> [DATA TO USE]:
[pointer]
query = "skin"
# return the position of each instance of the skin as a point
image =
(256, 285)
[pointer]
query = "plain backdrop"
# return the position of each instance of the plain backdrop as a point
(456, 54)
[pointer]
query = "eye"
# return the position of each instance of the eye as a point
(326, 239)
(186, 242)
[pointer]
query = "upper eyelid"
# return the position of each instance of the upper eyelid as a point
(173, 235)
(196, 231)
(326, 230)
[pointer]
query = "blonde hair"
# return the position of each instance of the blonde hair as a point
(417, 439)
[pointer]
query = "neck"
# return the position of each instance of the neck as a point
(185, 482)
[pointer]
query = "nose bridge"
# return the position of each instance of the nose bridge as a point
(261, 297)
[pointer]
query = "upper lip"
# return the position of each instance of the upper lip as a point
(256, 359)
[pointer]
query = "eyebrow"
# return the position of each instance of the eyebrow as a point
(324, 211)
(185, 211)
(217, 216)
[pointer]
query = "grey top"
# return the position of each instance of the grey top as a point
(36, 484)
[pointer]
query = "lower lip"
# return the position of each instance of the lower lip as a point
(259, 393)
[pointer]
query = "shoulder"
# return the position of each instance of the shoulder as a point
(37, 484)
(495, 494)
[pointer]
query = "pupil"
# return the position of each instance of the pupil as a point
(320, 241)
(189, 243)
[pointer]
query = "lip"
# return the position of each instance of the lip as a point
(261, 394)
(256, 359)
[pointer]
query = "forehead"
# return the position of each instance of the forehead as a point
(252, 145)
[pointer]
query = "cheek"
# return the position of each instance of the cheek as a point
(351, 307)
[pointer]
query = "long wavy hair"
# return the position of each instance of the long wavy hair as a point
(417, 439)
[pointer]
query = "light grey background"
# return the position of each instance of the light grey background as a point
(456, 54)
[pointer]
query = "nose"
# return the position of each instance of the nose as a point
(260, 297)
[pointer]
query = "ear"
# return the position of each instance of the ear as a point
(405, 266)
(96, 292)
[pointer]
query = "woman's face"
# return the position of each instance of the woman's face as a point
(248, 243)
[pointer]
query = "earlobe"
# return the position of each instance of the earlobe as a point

> [SET EXERCISE]: Go back to the listing above and please repeat it exactly.

> [OUTPUT BELOW]:
[pointer]
query = "skin"
# return the position of each instance of the skin as a point
image =
(256, 285)
[pointer]
query = "plain backdrop"
# return the position of each instance of the plain backdrop as a point
(456, 54)
[pointer]
query = "eye"
# return the position of each instance of the eye as a point
(326, 239)
(186, 242)
[pointer]
query = "upper eyelid"
# return the position of each instance of the upper eyelid as a point
(173, 235)
(196, 231)
(326, 230)
[pointer]
query = "blonde hair"
# return the position of each instance of the blonde hair as a point
(417, 439)
[pointer]
query = "neck"
# return the position of each instance of the neck as a point
(185, 482)
[pointer]
query = "nose bridge"
# return the position of each instance of the nose bridge as a point
(261, 297)
[pointer]
query = "upper lip"
# return the position of each instance of the upper lip as a point
(256, 359)
[pointer]
query = "eyebrow"
# return the position of each instance of the eyebrow as a point
(324, 211)
(185, 211)
(217, 216)
[pointer]
query = "grey top"
# return the position of each instance of the grey top as a point
(36, 484)
[pointer]
query = "lower lip"
# return the position of each instance of the lower lip as a point
(259, 393)
[pointer]
query = "shoulder"
# return the position of each instance of the shoulder as a point
(37, 484)
(495, 494)
[pointer]
query = "pupil"
# return the position of each instance of the pupil as a point
(320, 241)
(189, 243)
[pointer]
query = "lip"
# return the position of each instance of the lip as a point
(261, 394)
(256, 359)
[pointer]
query = "forehead"
# return the position of each instance of the forehead as a point
(252, 145)
[pointer]
query = "cheek"
# return the position of each instance of the cheek as a point
(351, 307)
[pointer]
query = "long wavy hair"
# return the position of each instance of the long wavy hair as a point
(417, 439)
[pointer]
query = "light grey background"
# return the position of each instance of the light grey background as a point
(456, 54)
[pointer]
query = "nose"
# return the position of each instance of the nose as a point
(260, 297)
[pointer]
query = "ear"
# return the position of each instance of the ear as a point
(405, 266)
(96, 292)
[pointer]
query = "woman's face"
# return the position of each instance of the woman's face as a point
(248, 243)
[pointer]
query = "earlobe"
# return the position of each instance of the earlobe as a point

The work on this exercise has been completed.